### Exercise goal
Pull out every line of the lines that contains the word "black", treating uppercase and lowercase letters as distinct.
◇ ◇ ◇ ◇ ◇
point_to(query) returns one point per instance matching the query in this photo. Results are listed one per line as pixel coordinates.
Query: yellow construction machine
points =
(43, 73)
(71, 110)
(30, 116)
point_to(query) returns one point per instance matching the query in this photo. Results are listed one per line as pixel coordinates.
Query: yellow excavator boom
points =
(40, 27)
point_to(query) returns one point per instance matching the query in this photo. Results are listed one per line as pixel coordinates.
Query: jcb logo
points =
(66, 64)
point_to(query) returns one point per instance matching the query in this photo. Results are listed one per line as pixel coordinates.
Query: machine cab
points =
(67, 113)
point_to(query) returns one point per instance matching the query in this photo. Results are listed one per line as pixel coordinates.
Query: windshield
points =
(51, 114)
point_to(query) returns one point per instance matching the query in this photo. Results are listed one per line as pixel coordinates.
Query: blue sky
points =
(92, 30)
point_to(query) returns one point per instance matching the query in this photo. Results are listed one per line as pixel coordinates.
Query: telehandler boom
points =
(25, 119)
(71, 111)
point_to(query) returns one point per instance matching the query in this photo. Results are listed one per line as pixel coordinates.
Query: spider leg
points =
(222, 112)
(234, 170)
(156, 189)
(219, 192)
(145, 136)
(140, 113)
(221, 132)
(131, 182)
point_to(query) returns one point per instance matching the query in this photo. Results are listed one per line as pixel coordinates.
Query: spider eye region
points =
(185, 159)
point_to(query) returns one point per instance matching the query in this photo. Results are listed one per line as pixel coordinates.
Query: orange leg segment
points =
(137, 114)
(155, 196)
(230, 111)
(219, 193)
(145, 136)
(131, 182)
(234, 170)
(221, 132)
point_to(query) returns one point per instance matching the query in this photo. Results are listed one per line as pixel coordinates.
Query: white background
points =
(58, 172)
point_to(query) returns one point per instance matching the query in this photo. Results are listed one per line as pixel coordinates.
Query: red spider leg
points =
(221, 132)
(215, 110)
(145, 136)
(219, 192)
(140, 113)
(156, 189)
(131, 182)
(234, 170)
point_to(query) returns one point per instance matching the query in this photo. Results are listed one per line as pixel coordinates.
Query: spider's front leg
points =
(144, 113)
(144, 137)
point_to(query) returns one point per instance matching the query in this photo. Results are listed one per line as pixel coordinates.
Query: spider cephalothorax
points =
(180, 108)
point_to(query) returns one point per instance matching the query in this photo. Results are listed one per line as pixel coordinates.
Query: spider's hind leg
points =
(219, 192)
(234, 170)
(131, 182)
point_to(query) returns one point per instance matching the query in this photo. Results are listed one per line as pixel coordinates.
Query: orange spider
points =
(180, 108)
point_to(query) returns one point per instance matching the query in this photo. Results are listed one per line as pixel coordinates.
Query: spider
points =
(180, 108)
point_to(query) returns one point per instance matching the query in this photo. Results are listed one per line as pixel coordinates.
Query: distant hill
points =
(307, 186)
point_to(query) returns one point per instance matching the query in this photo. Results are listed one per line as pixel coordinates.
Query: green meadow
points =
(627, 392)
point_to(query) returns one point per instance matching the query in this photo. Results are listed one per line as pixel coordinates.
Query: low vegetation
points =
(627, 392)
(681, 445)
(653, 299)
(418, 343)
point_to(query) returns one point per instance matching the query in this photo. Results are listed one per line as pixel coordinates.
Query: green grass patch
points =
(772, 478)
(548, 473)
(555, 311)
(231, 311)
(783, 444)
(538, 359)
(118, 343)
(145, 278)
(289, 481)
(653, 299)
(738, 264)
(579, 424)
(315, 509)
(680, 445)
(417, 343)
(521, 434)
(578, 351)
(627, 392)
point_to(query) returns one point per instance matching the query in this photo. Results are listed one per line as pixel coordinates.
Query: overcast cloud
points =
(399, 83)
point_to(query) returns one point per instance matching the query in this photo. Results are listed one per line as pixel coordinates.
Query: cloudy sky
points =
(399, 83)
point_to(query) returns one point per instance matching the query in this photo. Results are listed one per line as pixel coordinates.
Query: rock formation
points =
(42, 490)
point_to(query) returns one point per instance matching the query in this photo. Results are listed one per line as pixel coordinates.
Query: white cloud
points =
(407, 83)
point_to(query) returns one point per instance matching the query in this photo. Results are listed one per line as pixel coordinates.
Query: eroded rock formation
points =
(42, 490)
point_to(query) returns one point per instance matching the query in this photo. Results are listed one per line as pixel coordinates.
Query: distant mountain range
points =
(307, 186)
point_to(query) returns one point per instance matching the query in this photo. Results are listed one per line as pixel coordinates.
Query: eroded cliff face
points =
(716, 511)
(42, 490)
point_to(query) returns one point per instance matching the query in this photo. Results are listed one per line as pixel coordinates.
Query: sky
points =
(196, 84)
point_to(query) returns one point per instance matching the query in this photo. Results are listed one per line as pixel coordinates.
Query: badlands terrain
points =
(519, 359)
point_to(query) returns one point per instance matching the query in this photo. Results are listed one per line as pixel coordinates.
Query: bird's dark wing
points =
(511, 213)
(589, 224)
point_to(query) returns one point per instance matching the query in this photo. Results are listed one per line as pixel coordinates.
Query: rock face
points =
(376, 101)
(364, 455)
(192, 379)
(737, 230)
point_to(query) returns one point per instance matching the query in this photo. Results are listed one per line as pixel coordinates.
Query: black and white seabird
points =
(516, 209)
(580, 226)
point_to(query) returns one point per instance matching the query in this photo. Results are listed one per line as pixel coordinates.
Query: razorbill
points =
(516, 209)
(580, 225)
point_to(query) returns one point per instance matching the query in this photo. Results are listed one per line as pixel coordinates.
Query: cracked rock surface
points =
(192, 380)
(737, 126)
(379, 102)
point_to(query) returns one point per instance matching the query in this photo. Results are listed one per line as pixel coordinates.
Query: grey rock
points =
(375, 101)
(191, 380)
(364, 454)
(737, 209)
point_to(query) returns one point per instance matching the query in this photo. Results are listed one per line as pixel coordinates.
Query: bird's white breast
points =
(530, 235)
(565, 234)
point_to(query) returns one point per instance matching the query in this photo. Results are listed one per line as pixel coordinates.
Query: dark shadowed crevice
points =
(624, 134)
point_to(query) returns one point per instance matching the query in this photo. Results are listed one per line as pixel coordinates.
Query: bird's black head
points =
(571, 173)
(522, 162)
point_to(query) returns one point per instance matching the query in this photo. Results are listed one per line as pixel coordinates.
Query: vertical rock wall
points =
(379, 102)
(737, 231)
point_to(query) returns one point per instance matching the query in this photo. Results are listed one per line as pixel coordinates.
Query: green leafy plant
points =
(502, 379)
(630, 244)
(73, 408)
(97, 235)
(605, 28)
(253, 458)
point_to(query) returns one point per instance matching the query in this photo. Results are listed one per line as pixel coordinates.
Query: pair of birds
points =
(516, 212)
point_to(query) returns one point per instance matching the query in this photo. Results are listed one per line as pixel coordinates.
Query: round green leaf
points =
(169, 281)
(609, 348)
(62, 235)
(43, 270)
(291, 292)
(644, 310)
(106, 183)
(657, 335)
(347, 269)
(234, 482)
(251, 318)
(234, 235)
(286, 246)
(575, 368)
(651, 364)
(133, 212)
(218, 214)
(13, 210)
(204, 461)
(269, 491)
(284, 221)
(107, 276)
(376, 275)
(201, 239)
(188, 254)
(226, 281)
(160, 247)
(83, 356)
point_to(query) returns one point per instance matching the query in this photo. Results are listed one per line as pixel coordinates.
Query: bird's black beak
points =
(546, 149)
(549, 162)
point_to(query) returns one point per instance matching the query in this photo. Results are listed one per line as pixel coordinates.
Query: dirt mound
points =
◇ ◇ ◇ ◇ ◇
### In response
Query: black and white seabird
Query: bird's black head
Query: bird's black beak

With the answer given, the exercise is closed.